=== EXERCISE OBJECTIVE ===
Write the material out again in full, word for word. Do not include the pictures.

=== LISTED RECORDS ===
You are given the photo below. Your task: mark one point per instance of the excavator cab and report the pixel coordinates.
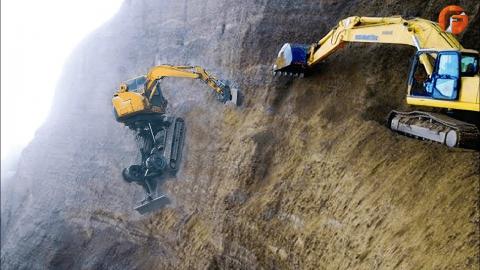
(449, 69)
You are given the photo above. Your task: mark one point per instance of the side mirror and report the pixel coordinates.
(123, 87)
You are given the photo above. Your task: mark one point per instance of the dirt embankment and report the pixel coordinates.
(303, 176)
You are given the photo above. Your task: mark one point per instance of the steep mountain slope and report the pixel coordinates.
(303, 175)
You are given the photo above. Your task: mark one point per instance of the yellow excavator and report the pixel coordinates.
(443, 74)
(141, 106)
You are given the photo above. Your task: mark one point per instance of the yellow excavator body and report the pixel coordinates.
(443, 74)
(138, 95)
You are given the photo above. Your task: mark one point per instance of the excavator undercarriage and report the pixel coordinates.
(434, 127)
(161, 141)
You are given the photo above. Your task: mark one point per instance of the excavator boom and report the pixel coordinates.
(420, 33)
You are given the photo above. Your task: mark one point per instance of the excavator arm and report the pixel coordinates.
(221, 88)
(420, 33)
(138, 95)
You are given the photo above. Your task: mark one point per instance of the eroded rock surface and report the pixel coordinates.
(303, 176)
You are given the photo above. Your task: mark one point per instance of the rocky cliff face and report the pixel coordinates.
(303, 175)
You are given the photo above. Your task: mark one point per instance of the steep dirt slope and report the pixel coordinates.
(304, 175)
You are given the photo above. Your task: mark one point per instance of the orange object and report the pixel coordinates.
(453, 19)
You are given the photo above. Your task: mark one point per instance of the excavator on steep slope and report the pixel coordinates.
(443, 74)
(140, 105)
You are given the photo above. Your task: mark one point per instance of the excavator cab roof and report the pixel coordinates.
(136, 84)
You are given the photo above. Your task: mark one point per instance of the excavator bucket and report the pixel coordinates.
(150, 206)
(234, 92)
(291, 60)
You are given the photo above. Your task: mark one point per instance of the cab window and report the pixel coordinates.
(469, 65)
(136, 84)
(448, 65)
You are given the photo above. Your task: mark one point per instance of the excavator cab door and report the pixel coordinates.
(445, 79)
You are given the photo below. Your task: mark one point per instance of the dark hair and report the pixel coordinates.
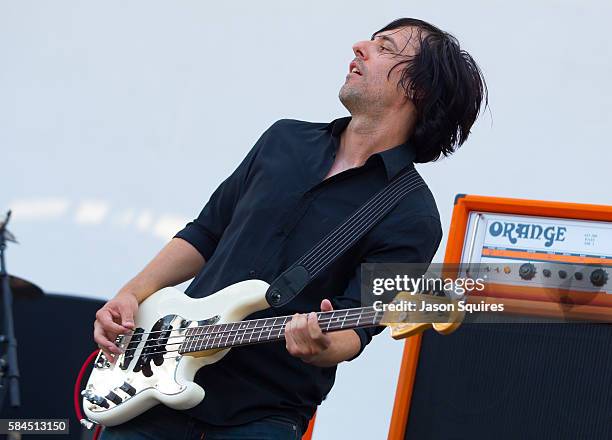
(445, 85)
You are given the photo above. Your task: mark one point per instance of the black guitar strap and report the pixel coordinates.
(293, 280)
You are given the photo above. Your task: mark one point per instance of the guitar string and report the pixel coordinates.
(322, 314)
(262, 330)
(246, 332)
(362, 312)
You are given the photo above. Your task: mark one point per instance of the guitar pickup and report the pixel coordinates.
(128, 389)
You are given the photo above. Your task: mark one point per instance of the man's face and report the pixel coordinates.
(368, 85)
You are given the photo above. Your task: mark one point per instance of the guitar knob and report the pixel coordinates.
(527, 271)
(599, 277)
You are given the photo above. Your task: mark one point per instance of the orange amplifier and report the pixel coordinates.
(547, 259)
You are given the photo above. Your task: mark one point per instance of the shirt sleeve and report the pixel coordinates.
(205, 231)
(415, 240)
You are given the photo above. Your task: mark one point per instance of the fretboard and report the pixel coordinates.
(255, 331)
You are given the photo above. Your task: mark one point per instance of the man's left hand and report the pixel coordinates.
(304, 338)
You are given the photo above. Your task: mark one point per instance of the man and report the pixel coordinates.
(413, 95)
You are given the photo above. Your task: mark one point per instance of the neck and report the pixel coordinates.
(233, 334)
(367, 134)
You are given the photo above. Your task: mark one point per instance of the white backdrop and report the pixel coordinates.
(118, 119)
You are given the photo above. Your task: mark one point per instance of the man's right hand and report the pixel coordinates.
(114, 318)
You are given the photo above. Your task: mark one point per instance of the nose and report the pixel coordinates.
(360, 49)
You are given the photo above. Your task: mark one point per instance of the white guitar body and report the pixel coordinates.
(170, 382)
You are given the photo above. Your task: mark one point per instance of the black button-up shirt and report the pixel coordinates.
(264, 217)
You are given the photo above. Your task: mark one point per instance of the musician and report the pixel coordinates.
(413, 96)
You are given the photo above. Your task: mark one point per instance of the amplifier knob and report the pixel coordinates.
(599, 277)
(527, 271)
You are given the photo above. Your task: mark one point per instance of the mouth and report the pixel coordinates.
(354, 68)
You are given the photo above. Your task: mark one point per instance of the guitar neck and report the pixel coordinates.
(255, 331)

=== THE RESPONSE ===
You are given the photo below. Your task: mark one point per instance of the excavator cab and report the pixel coordinates.
(449, 69)
You are given the photo above. Your task: mark one point per instance of the side mirror and report the pixel coordinates.
(123, 87)
You are given the photo above. Your task: mark one point per instance of the dirt embankment and report the pixel coordinates.
(303, 176)
You are given the photo above. Your task: mark one point per instance of the steep mountain slope and report the pixel coordinates.
(303, 175)
You are given the photo above. Your task: mark one point per instance of the yellow excavator and report the pixel coordinates.
(443, 74)
(141, 106)
You are given the photo above. Your task: mark one point per instance of the yellow excavator body and report the pixel coordinates.
(443, 74)
(138, 95)
You are given the photo above. Your task: mark one point per instance of the excavator undercarriage and report the pixel coordinates.
(434, 127)
(161, 141)
You are given the photo above. Your task: mark one point per instance of the excavator boom and report the pixel coordinates.
(420, 33)
You are given the photo above. Your task: mark one point per instance of the excavator arm and report the pixel coordinates.
(221, 88)
(420, 33)
(138, 95)
You are given the photo above. Your task: mark one point per instance of the eroded rock surface and report the pixel coordinates.
(303, 176)
You are given the photo above. Your task: mark one point per instance of the rocky cliff face and report the pixel coordinates.
(303, 175)
You are given the photo above. Your task: mark one point per instance of the steep dirt slope and report the pixel coordinates.
(304, 175)
You are given the photo above. Your task: mark one point per instance of the orange object and report the pixel coordinates.
(453, 19)
You are given the photo above. Your task: mark one point per instance of the excavator on steep slope and report the pixel coordinates.
(443, 74)
(140, 105)
You are given the photo above. Your task: mark one point per instance of the excavator cab roof and report the pixel coordinates.
(136, 84)
You are given the photo above. Your task: mark one point per instance of the excavator bucket and report the pixel coordinates.
(150, 206)
(234, 92)
(291, 60)
You are given the photo above. Your task: mark one point per instance of the cab window and report the pixel coordinates.
(469, 65)
(136, 84)
(448, 65)
You are given the photo above. Your task: mark one point per instance of the excavator cab door and report the pixel coordinates.
(445, 79)
You are given the photo below. Your task: mark one point per instance of the dark hair and report the pixel coordinates.
(445, 85)
You are given the photo above. Your task: mark one point per instance of the black guitar strap and report the pixel coordinates.
(293, 280)
You are given the photo above. Your task: mark one point per instance of the guitar string and report the pixel coordinates.
(322, 314)
(262, 330)
(246, 332)
(362, 312)
You are given the photo above. Your task: mark one point per instance of the guitar pickup and report the pixel coordinates.
(128, 389)
You are given the photo above. Your task: mark one point per instance of the man's face and report the pixel coordinates.
(368, 85)
You are given the photo above. Your task: mark one point per instance of the guitar knob and report the pixel coordinates.
(527, 271)
(599, 277)
You are given the photo above. Your task: mark one point per instance of the orange amplifier and report the pixel coordinates.
(547, 259)
You are given the photo above. Your task: mark one point per instance of the shirt sleeve and report the pixel coordinates.
(205, 231)
(415, 240)
You are given the photo above. Your task: mark one point per instance of the fretboard and report the pixel coordinates.
(255, 331)
You are given the photo above. Your task: mark one point per instance of the man's left hand and report the pixel coordinates.
(304, 338)
You are given the photo above. Your task: mark one point per instance of the man and report the pixel coordinates.
(413, 95)
You are given the photo above. Your task: mark one point per instance of the neck and report the pixel coordinates.
(233, 334)
(367, 134)
You are given the photo above. Your task: mark one point per instance of the white backdrop and report the pixel coordinates.
(118, 119)
You are given the photo above. Your task: mark one point per instance of the man's right hand and report the pixel coordinates.
(114, 318)
You are given the photo above. Your task: mark one point per instance of the nose and report the pixel coordinates.
(360, 49)
You are given the photo above. Your task: mark one point per instance of the white guitar body and report the pixel coordinates.
(170, 382)
You are given the photo above. Your task: mark one point per instance of the black button-up shirt and report the pixel coordinates.
(264, 217)
You are given the photo above. Your task: mark one point per instance of the musician and report the pixel coordinates.
(413, 96)
You are given the photo above. Your task: mark one point per instance of the amplifier knob and report the pixel coordinates.
(599, 277)
(527, 271)
You are given the photo above. Your task: mark one point per instance of the mouth and report the pixel coordinates.
(354, 68)
You are given the photo above. Your task: mark one point per instance of the guitar neck and report the pixel coordinates.
(255, 331)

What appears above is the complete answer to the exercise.